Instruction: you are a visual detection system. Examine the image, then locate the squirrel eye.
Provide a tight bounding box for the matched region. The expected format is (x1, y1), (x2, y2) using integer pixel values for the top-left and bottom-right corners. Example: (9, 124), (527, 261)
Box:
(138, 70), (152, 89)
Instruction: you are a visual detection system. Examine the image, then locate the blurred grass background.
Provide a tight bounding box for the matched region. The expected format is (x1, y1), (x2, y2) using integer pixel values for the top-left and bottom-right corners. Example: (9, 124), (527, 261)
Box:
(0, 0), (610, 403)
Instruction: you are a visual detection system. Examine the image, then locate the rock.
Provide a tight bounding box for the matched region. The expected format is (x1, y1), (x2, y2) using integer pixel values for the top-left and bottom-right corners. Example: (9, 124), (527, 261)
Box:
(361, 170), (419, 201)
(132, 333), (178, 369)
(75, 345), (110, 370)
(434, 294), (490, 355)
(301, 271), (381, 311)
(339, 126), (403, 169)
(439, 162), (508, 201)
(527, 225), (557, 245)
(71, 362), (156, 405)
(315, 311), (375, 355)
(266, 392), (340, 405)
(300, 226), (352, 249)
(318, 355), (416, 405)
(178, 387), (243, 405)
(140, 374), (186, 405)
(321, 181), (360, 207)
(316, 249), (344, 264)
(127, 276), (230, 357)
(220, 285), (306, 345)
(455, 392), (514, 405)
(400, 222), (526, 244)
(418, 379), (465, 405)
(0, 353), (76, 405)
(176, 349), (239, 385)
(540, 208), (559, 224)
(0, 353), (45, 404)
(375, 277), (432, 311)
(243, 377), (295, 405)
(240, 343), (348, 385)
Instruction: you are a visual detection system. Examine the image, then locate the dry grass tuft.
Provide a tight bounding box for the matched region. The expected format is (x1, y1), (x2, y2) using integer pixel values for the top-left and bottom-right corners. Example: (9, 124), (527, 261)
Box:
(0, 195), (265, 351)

====================

The exercise:
Recast each line of the listing above as a JSON array of strings, with one string per line and any blank lines omitted.

Solution:
[
  "Instruction: you are a visual detection system. Examine the image, then locate the squirrel eye.",
  "Provide a tight bounding box for the matched region. The expected format is (x1, y1), (x2, y2) using integer pixel values for the top-left and bottom-right corners. Example: (9, 124), (527, 261)",
  "Box:",
  "(138, 70), (152, 89)",
  "Instruction: you are a visual detection system. Examine the image, then locate the blurred grass background.",
  "Provide a tight bounding box for the matched region. The expected format is (x1, y1), (x2, y2) using integer pixel values for the top-left and bottom-right corners. Example: (9, 124), (527, 261)",
  "Box:",
  "(0, 0), (610, 403)",
  "Instruction: you are a visual detection system. Examine the image, then locate the rock.",
  "Provide a tight bounding box for the matched region. The expected format is (x1, y1), (x2, y2) using integer pixel values for the top-left and bottom-right corners. Example: (9, 124), (527, 261)",
  "Box:",
  "(361, 170), (419, 201)",
  "(132, 333), (178, 369)",
  "(75, 345), (110, 370)",
  "(434, 294), (490, 355)",
  "(301, 271), (381, 311)",
  "(339, 126), (403, 169)",
  "(439, 162), (508, 201)",
  "(527, 225), (557, 245)",
  "(71, 362), (156, 405)",
  "(315, 311), (375, 355)",
  "(266, 392), (340, 405)",
  "(300, 226), (352, 249)",
  "(318, 355), (416, 405)",
  "(178, 387), (243, 405)",
  "(140, 374), (186, 405)",
  "(321, 181), (360, 207)",
  "(316, 249), (344, 264)",
  "(127, 276), (230, 357)",
  "(220, 285), (306, 345)",
  "(455, 392), (514, 405)",
  "(400, 222), (526, 244)",
  "(418, 379), (465, 405)",
  "(0, 353), (76, 405)",
  "(176, 349), (239, 385)",
  "(540, 208), (559, 224)",
  "(0, 353), (45, 404)",
  "(375, 277), (432, 311)",
  "(243, 377), (295, 405)",
  "(240, 343), (348, 385)",
  "Instruction: you are a visual detection system. Examine the image, then locate the dry grass tuft.",
  "Provide a tight bounding box for the matched region. The expected format is (x1, y1), (x2, y2) using integer pixel values for the top-left and bottom-right corners. Example: (9, 124), (527, 261)",
  "Box:",
  "(0, 195), (265, 351)"
]